> **Given exercise**
Answer these from the commentary on fourth-quarter 2012 US GDP below:
(a) By what percentage did GDP change in the fourth quarter of 2012?
(b) Which two kinds of spending led that quarter's decline?
(c) What is the title of the October 2012 piece in which the writer says this weak quarter was predicted?

======== Quoted passage ========

Below are three commentaries on what the shrinking GDP in the last quarter means. Time will tell as to whether this is the beginning of a double-dip recession.
US GDP—On the Road to Double Dip?’
By Dr. Jack Rasmus
January 30, 2013
US GDP data released on January 30, 2013 for the fourth quarter 2012 showed a decline in GDP of -0.1% for the last three months of 2012, thus raising the specter of the US economy, facing still further deficit spending cuts in 2013 amidst declining consumer confidence, may be on track for a possible double dip recession in 2013 or 2014 along with other economies in Europe, the UK, and Japan.
In the fourth quarter GDP numbers, government and business inventory spending led the decline. To the extent consumer spending played a positive role at all in the 4th quarter, it was largely driven by auto sales—stimulated by auto dealers offering buyers deep price discounts, virtually free credit with near 0% auto loan interest rates, as well new auto purchases in the northeast as a result of Hurricane Sandy’s destruction of existing auto stock. 2012 Holiday season retail sales data, in contrast, were otherwise not particularly notable and would have been much worse without the auto sales exception. How much longer auto companies can continue the deep price discounts and free credit remains a question going forward. Net export sales continued to sag in the last quarter, as the slowdown in world manufacturing and trade continued. And, as others have noted, an important source of past consumer spending and GDP growth—i.e. health care services—began to slow ominously at the end of 2012 as well, promising to continue that trend into 2013.
This weak scenario in the fourth quarter 2012, and the virtual absolute stop to US economic growth, was predicted on this writer’s and other public blogs in a piece entitled “US 3rd Quarter GDP: Short Term Myopia vs. Long Term Realities” last October 2012 (see jackrasmus.com, as well as in this writer’s April 2012 book, ‘Obama’s Economy: Recovery for the Few’).

======== Raw data ========

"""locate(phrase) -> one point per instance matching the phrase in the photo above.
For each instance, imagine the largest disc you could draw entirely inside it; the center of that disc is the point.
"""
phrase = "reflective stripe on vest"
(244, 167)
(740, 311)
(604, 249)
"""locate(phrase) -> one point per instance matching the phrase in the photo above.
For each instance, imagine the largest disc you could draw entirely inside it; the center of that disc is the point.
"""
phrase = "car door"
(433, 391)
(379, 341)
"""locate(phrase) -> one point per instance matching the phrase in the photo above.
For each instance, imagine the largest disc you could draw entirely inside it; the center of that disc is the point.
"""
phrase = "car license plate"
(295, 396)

========
======== Raw data ========

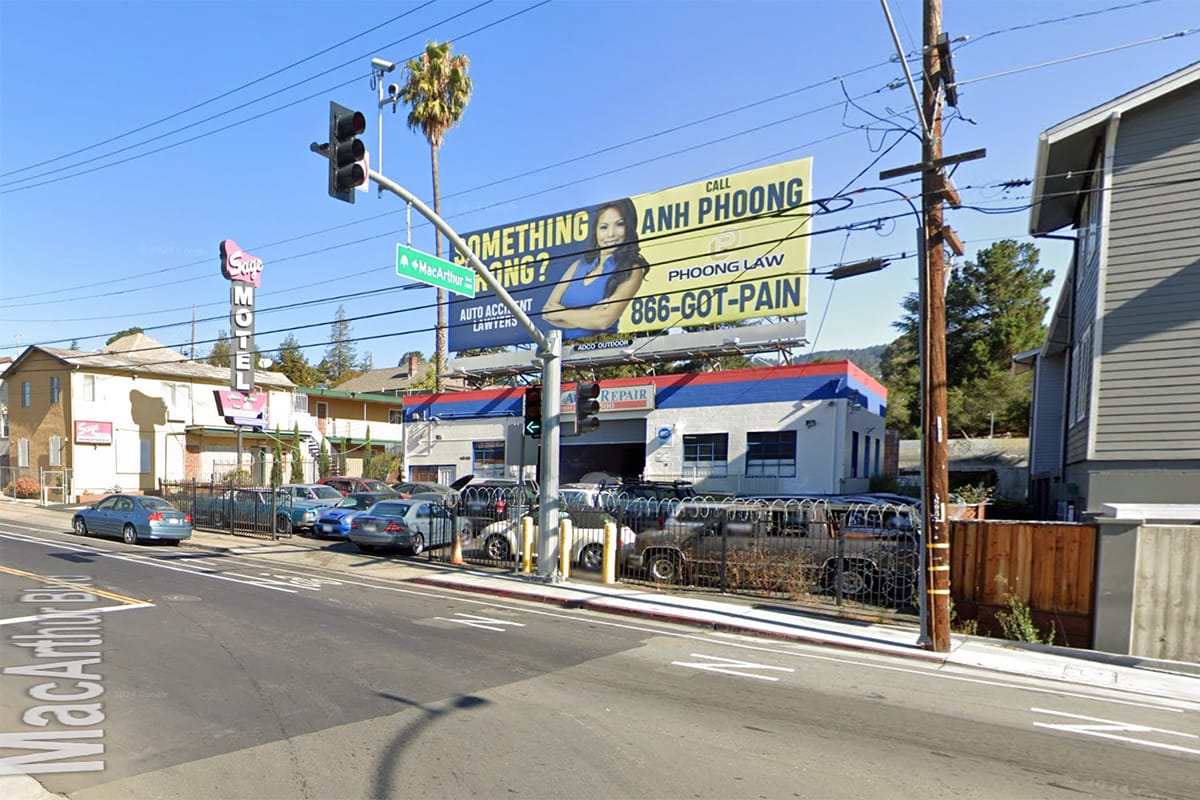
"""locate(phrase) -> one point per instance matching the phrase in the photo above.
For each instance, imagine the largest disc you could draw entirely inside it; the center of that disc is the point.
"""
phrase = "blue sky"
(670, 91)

========

> **Final result**
(a) A decline of -0.1%.
(b) Government spending and business inventory spending.
(c) "US 3rd Quarter GDP: Short Term Myopia vs. Long Term Realities"